--- START OF PROVIDED PASSAGE ---

Sunday, 28 August 2011
My plan was to make a drawing every day. Easier said than done for someone who’s not really into landscapes or buildings. I did manage it but they ended up more as doodles of things I picked up along the way.
Saturday, 20 August 2011
‘Etching’s not drawing exactly, but it’s a sort of drawing.’
I’ve just realised that it’s three months since I last touched an etching plate – well, worked on one that is. Three months. THREE MONTHS! That’s a quarter of a year. Way too long. I’ve been drawing and painting a bit during that time, so not completely idle creativiely, but it’s definitely time to get back to my core business.
I’ve been thinking of making some etchings with just line work; working more quickly and energetically, straight on the plate without preliminary drawings. I think I became bogged down with the process of aquatinting and with working and working and working the plate… the last few images have taken three or four months each to complete. I need some quick-fix-instant-gratification etching – not that etching is ever quick-fix exactly.
As a prelude to this, never being one to rush into things, I’ve been looking at Lucian Freud’s etchings. Fantastic things; beautiful, skilful, intuitive, sensitive, atmospheric… most definitely inspiring. Here are some for your delight and edification. And if you want to investigate further, get Lucian Freud: The Painter’s Etchings. An excellent book.

--- END OF PROVIDED PASSAGE ---
--- START OF INFORMATION SUPPLIED ---

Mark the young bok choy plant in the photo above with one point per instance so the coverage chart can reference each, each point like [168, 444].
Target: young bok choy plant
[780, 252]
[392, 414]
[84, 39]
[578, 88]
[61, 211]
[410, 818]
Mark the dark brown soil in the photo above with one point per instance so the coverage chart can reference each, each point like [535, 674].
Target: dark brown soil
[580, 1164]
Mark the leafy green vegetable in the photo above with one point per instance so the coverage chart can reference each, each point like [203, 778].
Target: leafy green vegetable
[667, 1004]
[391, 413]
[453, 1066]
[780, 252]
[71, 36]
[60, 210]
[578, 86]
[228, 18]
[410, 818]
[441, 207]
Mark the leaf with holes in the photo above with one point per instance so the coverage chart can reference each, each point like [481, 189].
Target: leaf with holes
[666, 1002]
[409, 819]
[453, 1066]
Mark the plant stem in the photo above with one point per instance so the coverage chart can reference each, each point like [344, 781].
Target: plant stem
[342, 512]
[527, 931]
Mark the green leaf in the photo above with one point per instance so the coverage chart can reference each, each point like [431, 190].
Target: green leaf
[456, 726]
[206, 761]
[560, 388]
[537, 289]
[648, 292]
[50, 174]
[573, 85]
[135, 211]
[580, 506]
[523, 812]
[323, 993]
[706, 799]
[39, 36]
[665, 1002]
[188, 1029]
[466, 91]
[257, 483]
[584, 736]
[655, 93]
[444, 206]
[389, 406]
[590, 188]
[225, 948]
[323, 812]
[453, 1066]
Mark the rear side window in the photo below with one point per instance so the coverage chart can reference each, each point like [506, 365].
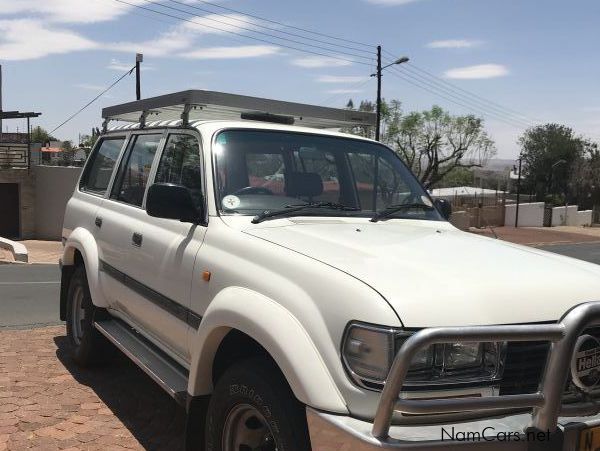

--- END OF INFORMATION SUPPLIED ---

◆ WRITTEN PROBLEM 1: Rework the part of the etching blog post that opens with the words containing "Saturday, 20 August" and closes with "my core business.", putting "Far too long" in place of "Way too long".
◆ WRITTEN PROBLEM 2: Check each statement against the etching blog post and answer yes or no, quoting the words of the post that settle it: (a) Each of the writer's last few images took three or four months to complete. (b) The writer plans to make preliminary drawings before working on the plate. (c) The writer recommends a book about Lucian Freud's etchings.

◆ FULL ANSWER 1:
Saturday, 20 August 2011
‘Etching’s not drawing exactly, but it’s a sort of drawing.’
I’ve just realised that it’s three months since I last touched an etching plate – well, worked on one that is. Three months. THREE MONTHS! That’s a quarter of a year. Far too long. I’ve been drawing and painting a bit during that time, so not completely idle creativiely, but it’s definitely time to get back to my core business.

◆ FULL ANSWER 2:
(a) Yes: "the last few images have taken three or four months each to complete"
(b) No: "straight on the plate without preliminary drawings"
(c) Yes: "get Lucian Freud: The Painter’s Etchings. An excellent book."